» Extrait choisi:
==*==
Une source de diversification

La parcelle agroforestière est aussi une source de diversification ayant pour but une rentabilité échelonnée dans le temps. "En comparant cela à de l'épargne, l'arbre fruitier produit des intérêts à moyen terme et l'arbre forestier une épargne de retraite. Ma partie fruitière sera complémentaire de mon activité de production et de vente directe de viande de bœuf et de veau. Des pommes ainsi que des poires locales et écologiques seront alors proposées pour toucher de nouveaux clients, ma partie forestière sera utilisée pour la menuiserie. Pour d'autres, l'alternative serait de planter des arbres à croissance rapide pour la production de bois déchiqueté ou de chauffage".

Parcelle agroforestière de 7 ha plantée en février 2016, Saint-Martin-de-Mieux, Calvados. © J. P.
==*==
» Jeu de données:
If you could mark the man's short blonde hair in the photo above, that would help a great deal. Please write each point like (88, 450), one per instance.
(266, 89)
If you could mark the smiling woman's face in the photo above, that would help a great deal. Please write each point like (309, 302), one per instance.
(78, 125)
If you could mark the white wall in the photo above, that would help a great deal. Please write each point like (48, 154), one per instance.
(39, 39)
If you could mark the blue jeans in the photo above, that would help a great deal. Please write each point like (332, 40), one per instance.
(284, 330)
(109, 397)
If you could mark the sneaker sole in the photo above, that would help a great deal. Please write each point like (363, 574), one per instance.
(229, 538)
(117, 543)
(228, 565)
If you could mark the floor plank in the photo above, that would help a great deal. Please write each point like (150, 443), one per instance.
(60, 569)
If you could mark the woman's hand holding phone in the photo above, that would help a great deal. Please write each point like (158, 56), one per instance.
==*==
Prolongez l'extrait sur la parcelle agroforestière à partir de sa dernière phrase.

L'arbre champêtre apporte un des éléments de réponse aux urgences climatiques, écologiques et environnementales. Opter pour des essences variées permet la biodiversité et répond aussi à l'urgence face au déclin des populations d'abeilles, à la raréfaction des coccinelles... Alors que les scientifiques tirent la sonnette d'alarme depuis plusieurs années, les résultats des élections européennes des 25 et 26 mai 2019 en France reflètent, enfin, une prise de conscience. Face à l'augmentation du prix des carburants et des intrants agricoles en général, certains agriculteurs utilisent désormais des techniques plus économiques tout en étant plus respectueuses de l'environnement.